◆ **What is required**:
Copy each of the following items word for word, reproducing every line without alteration.

◆ **The input**:
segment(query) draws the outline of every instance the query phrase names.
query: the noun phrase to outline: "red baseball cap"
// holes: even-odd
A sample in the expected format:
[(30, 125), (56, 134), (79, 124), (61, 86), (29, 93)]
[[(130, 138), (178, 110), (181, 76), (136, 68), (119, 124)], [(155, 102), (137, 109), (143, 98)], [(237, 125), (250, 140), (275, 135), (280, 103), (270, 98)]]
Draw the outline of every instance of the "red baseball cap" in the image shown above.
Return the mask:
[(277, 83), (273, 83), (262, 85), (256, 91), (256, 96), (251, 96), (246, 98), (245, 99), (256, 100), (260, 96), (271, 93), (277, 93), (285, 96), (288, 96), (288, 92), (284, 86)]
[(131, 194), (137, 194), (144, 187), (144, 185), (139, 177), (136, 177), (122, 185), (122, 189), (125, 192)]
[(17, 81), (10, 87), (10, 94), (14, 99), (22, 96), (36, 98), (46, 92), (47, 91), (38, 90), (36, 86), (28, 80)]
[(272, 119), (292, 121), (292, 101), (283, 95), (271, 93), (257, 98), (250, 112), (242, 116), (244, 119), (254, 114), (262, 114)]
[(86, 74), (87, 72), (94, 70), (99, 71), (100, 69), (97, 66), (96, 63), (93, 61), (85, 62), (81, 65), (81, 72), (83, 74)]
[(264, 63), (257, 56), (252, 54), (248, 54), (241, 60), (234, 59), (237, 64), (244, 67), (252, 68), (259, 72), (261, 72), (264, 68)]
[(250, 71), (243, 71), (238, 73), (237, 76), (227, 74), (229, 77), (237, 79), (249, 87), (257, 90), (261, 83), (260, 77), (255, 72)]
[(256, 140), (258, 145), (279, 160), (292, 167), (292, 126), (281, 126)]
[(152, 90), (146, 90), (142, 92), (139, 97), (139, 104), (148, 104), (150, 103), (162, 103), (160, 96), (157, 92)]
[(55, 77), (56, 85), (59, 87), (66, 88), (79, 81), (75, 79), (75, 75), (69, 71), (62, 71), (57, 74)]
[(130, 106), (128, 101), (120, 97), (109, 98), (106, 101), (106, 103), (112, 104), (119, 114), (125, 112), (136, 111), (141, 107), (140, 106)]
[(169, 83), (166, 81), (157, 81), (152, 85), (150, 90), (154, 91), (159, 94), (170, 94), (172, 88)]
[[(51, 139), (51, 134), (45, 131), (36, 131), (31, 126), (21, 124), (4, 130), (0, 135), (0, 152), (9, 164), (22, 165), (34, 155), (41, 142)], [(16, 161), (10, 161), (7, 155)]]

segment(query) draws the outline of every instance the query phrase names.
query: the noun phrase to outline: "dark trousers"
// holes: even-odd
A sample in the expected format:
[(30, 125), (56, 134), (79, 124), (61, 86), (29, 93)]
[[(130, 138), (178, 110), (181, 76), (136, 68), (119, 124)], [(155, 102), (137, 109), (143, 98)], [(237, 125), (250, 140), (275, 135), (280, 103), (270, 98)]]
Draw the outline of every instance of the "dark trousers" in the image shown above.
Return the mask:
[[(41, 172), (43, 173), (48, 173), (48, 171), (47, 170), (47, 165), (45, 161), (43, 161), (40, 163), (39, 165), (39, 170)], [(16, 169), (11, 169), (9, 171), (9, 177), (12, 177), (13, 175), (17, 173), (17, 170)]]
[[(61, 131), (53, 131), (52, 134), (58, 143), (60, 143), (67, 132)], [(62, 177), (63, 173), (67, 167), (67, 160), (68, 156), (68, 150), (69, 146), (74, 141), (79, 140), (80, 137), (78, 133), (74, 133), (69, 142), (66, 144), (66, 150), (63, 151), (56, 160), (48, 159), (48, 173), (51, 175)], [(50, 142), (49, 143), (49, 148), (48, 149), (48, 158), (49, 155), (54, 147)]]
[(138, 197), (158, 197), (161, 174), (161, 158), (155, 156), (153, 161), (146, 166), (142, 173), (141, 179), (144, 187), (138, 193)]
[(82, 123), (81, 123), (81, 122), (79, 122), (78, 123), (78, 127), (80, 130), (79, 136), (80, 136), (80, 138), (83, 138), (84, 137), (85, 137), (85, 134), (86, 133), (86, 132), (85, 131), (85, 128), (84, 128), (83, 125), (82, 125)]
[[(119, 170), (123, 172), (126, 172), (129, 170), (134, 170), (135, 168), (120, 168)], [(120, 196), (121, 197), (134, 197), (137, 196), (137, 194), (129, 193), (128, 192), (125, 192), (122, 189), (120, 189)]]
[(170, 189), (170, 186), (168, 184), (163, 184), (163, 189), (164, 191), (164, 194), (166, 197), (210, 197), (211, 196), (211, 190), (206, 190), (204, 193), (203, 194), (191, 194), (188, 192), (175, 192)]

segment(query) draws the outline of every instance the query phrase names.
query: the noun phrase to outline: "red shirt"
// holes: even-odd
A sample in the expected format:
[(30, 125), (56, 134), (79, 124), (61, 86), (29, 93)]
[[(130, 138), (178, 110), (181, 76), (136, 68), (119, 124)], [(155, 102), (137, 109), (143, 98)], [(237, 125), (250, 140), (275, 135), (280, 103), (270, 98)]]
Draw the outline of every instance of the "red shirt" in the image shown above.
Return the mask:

◆ **Exercise output**:
segment(query) draws the outline of every instance the query phrase names.
query: the noun phrase to outline: "red baseball cap"
// holes: even-odd
A sample in the expected format:
[(30, 125), (56, 134), (79, 124), (61, 86), (29, 93)]
[[(130, 138), (178, 110), (181, 76), (136, 68), (119, 124)], [(155, 102), (137, 109), (143, 98)], [(237, 125), (250, 140), (275, 135), (280, 103), (270, 98)]]
Draw the outline of every instance of the "red baseball cap" in the image shown above.
Return the mask:
[(277, 83), (273, 83), (262, 85), (256, 91), (256, 96), (251, 96), (246, 98), (245, 99), (256, 100), (260, 96), (271, 93), (277, 93), (285, 96), (288, 96), (288, 92), (284, 86)]
[(131, 194), (137, 194), (144, 187), (144, 185), (139, 177), (136, 177), (122, 185), (122, 189), (125, 192)]
[(17, 81), (10, 87), (10, 94), (14, 99), (22, 96), (36, 98), (46, 92), (47, 91), (38, 90), (36, 86), (28, 80)]
[(272, 119), (292, 121), (292, 101), (283, 95), (271, 93), (257, 98), (250, 112), (242, 116), (244, 119), (254, 114), (262, 114)]
[(86, 74), (87, 72), (94, 70), (99, 71), (100, 69), (97, 66), (96, 63), (93, 61), (85, 62), (81, 65), (81, 72), (83, 74)]
[(264, 63), (257, 56), (252, 54), (248, 54), (241, 60), (234, 59), (237, 64), (244, 67), (252, 68), (259, 72), (261, 72), (264, 68)]
[(250, 71), (243, 71), (238, 73), (237, 76), (227, 74), (229, 77), (237, 79), (249, 87), (257, 90), (261, 83), (260, 77), (255, 72)]
[(256, 140), (258, 145), (279, 160), (292, 167), (292, 126), (281, 126)]
[(152, 90), (146, 90), (142, 92), (139, 97), (139, 104), (148, 104), (150, 103), (162, 103), (160, 96), (157, 92)]
[(55, 77), (56, 85), (59, 87), (66, 88), (79, 81), (75, 79), (75, 75), (69, 71), (62, 71), (57, 74)]
[(130, 106), (128, 101), (120, 97), (109, 98), (106, 101), (106, 103), (112, 104), (119, 114), (125, 112), (136, 111), (141, 107), (140, 106)]
[(169, 83), (166, 81), (157, 81), (152, 85), (150, 90), (154, 91), (159, 94), (170, 94), (172, 88)]
[[(51, 139), (51, 134), (45, 131), (36, 131), (31, 126), (21, 124), (4, 130), (0, 135), (0, 152), (9, 164), (22, 165), (34, 155), (41, 142)], [(16, 161), (10, 161), (7, 155)]]

segment(query) draws the outline of every instance the query phrase names.
query: the noun phrase to outline: "dark trousers"
// holes: even-odd
A sample in the expected format:
[(30, 125), (56, 134), (79, 124), (61, 86), (29, 93)]
[[(130, 138), (178, 110), (181, 76), (136, 68), (119, 124)], [(155, 102), (137, 109), (143, 98)], [(237, 125), (250, 140), (275, 135), (280, 103), (270, 98)]]
Draw the outline of every instance of the "dark trousers" in the image shown above.
Return the mask:
[[(41, 172), (43, 173), (48, 173), (48, 171), (47, 170), (47, 165), (45, 161), (43, 161), (40, 163), (39, 165), (39, 170)], [(16, 169), (11, 169), (9, 171), (9, 177), (12, 177), (13, 175), (17, 173), (17, 170)]]
[[(61, 131), (53, 131), (52, 134), (58, 143), (60, 143), (67, 132)], [(62, 177), (63, 173), (67, 167), (67, 160), (68, 156), (68, 150), (69, 146), (74, 141), (79, 140), (80, 137), (78, 133), (74, 133), (69, 142), (66, 144), (66, 150), (63, 151), (56, 160), (48, 159), (48, 173), (51, 175)], [(50, 142), (49, 143), (49, 148), (48, 149), (48, 158), (49, 155), (54, 147)]]
[(138, 197), (158, 197), (161, 174), (161, 158), (155, 156), (153, 161), (146, 166), (142, 173), (141, 179), (144, 187), (138, 193)]
[(82, 123), (81, 123), (81, 122), (79, 122), (78, 123), (78, 127), (80, 130), (79, 136), (80, 136), (80, 138), (83, 138), (84, 137), (85, 137), (85, 134), (86, 133), (86, 132), (85, 131), (85, 128), (84, 128), (83, 125), (82, 125)]
[[(119, 170), (123, 172), (126, 172), (129, 170), (134, 170), (135, 168), (120, 168)], [(120, 196), (121, 197), (134, 197), (137, 196), (137, 194), (129, 193), (128, 192), (125, 192), (122, 189), (120, 189)]]
[(170, 189), (170, 186), (168, 184), (163, 184), (163, 189), (164, 191), (164, 194), (166, 197), (210, 197), (211, 196), (211, 190), (206, 190), (204, 193), (203, 194), (191, 194), (188, 192), (175, 192)]

segment(query) draws the outline of every instance the query phrase names.
query: the noun phrase to outline: "red shirt"
// holes: even-odd
A sample in the expected format:
[(30, 125), (56, 134), (79, 124), (61, 86), (29, 93)]
[[(130, 138), (178, 110), (181, 76), (136, 68), (119, 124)], [(155, 102), (137, 109), (143, 98)], [(237, 125), (250, 140), (275, 135), (280, 103), (270, 98)]]
Draw the outline of every instance of the "red shirt" in the image shown above.
Return the mask:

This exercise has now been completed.